> [Exercise directions]:
The requested output is every line from the one with "Query: wall opening" through the last line below, printed exactly.

»»

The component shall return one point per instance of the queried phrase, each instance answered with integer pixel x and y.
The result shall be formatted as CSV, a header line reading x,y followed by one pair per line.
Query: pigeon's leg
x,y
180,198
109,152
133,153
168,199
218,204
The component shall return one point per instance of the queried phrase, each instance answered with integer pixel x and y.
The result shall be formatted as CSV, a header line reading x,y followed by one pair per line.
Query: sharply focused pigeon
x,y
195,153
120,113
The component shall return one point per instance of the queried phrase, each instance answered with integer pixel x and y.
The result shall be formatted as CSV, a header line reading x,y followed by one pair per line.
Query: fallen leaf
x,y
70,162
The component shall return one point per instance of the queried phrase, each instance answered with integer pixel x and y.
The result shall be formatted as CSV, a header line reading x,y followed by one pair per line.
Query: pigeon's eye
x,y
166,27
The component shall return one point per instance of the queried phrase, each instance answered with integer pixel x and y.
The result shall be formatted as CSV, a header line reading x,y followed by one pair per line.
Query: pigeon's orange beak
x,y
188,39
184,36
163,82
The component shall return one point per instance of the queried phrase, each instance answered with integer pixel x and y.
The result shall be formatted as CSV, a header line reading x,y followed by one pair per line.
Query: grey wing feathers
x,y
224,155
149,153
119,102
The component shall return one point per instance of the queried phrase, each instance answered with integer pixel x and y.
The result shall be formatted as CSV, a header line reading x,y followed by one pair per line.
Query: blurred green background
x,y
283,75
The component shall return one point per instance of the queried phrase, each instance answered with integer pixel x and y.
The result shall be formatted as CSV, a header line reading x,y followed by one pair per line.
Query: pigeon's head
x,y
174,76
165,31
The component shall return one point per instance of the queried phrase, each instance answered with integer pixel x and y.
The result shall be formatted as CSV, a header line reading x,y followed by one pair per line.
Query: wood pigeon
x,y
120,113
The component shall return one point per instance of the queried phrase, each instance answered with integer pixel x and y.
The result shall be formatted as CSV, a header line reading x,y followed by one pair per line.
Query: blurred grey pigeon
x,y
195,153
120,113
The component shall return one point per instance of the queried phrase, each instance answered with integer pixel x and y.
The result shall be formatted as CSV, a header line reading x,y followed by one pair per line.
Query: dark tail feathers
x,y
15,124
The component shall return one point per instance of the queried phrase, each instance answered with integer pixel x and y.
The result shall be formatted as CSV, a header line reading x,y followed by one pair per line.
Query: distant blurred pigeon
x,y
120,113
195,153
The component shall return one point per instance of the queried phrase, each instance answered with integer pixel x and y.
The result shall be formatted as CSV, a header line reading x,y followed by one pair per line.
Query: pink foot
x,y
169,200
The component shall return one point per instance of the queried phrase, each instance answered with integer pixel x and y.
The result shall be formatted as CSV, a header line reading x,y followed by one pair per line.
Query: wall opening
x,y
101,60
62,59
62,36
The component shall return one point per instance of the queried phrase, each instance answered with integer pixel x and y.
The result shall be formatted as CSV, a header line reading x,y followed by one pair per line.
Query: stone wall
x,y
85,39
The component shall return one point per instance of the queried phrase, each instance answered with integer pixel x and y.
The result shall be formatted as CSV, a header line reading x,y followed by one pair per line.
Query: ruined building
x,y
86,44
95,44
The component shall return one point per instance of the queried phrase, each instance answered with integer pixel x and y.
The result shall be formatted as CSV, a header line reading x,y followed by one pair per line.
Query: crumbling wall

««

> [Task output]:
Query: wall opening
x,y
101,60
62,59
62,36
The component shall return one point per instance of the queried phrase, each instance answered with integer pixel x and y.
The result shall be formatted as CSV, a header line reading x,y followed by one pair per line.
Query: stone wall
x,y
85,39
The component shall return one point per instance of the queried phrase, each instance answered with integer pixel x and y.
The result shall be formatted as CSV, a header line reading x,y followed by one pair per line.
Query: ruined building
x,y
86,44
95,44
The component shall return one point per instance of the queried phrase, each instance answered with integer pixel x and y.
The result shall be formatted as CSV, a header line reading x,y followed by one pair per line.
Query: crumbling wall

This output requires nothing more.